Istruzioni e requisiti
Filtra le righe qui sotto, per favore, copiando ciascuna riga che contiene la parola "butterfly".

Voci elencate
····················
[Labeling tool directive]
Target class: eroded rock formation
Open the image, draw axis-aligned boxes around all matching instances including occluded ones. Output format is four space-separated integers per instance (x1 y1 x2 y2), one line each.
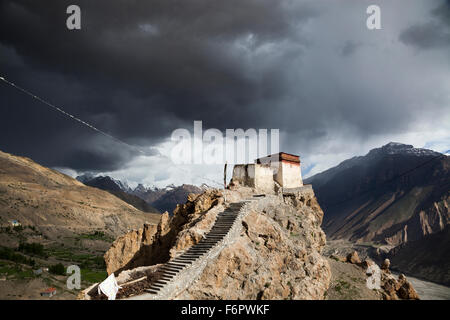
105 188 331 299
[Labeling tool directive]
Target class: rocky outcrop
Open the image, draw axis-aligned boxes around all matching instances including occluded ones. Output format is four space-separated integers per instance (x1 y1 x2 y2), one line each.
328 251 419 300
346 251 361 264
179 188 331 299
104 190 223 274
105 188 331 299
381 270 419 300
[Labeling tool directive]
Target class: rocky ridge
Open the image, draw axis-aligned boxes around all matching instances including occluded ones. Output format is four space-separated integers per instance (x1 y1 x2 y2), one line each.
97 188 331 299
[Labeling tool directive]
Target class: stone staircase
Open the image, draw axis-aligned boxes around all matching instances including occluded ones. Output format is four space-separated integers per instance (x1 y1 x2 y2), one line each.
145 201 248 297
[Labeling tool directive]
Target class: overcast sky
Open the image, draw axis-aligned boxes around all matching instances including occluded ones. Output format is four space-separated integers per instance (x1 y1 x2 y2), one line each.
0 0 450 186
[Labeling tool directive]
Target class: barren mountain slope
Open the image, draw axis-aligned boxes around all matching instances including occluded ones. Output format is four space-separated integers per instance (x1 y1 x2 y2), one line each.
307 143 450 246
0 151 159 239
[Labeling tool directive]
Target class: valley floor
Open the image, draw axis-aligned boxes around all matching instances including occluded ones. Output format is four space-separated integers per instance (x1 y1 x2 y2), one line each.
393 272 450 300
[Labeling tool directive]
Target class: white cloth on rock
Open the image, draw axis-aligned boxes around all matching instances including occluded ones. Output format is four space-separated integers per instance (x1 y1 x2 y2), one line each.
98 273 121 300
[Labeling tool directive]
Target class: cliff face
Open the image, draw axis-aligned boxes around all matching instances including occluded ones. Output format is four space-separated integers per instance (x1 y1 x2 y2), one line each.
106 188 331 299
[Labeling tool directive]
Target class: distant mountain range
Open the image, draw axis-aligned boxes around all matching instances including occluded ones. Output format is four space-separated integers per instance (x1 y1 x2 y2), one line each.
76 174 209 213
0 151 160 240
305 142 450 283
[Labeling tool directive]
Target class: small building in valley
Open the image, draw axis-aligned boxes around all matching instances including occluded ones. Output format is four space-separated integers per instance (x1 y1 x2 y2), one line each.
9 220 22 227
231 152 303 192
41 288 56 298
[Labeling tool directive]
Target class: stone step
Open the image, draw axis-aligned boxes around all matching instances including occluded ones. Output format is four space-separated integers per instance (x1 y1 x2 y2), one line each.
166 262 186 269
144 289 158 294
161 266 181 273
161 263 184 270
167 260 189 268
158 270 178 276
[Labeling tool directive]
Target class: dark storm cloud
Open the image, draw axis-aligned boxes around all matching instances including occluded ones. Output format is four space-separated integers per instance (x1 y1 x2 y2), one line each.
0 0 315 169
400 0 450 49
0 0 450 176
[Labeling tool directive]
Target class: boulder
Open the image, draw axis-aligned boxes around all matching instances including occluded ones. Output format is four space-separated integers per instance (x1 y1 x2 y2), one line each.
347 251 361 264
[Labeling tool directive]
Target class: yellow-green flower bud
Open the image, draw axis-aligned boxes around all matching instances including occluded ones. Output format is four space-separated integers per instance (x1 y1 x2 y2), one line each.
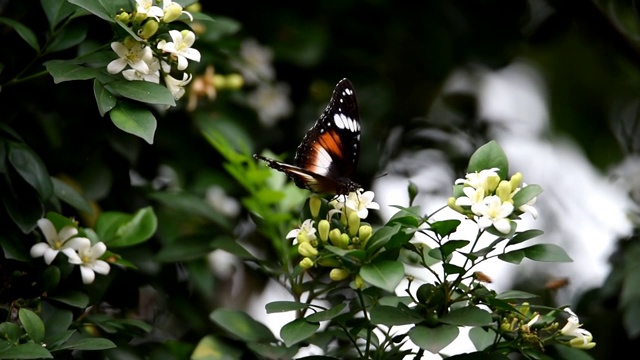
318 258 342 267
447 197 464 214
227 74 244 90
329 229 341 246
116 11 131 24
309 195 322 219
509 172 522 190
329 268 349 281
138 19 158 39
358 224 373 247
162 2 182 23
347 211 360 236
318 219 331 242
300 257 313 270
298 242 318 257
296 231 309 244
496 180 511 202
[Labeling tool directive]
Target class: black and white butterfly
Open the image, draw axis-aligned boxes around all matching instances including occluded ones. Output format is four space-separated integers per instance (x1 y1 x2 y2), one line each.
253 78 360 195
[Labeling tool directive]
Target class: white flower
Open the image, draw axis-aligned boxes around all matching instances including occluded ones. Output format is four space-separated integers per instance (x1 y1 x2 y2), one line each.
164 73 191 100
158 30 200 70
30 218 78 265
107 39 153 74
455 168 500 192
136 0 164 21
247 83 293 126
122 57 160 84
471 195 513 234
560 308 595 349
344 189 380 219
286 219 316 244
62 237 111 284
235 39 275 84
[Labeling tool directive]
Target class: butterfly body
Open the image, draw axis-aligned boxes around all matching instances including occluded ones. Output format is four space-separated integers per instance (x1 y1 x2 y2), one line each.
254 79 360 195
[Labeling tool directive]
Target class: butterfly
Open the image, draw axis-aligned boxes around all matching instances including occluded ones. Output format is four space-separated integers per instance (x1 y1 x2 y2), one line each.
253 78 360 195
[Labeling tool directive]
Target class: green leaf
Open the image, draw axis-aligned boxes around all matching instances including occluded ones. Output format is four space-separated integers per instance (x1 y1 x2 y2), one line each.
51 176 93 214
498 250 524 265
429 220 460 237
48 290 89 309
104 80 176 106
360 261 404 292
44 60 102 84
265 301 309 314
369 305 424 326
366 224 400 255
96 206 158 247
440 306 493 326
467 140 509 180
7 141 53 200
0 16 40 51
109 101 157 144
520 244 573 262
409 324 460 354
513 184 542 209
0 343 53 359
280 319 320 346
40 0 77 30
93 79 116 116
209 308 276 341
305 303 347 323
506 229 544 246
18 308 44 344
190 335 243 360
····················
Soluzione del problema
Target class: black and white butterfly
Target class: butterfly body
Target class: butterfly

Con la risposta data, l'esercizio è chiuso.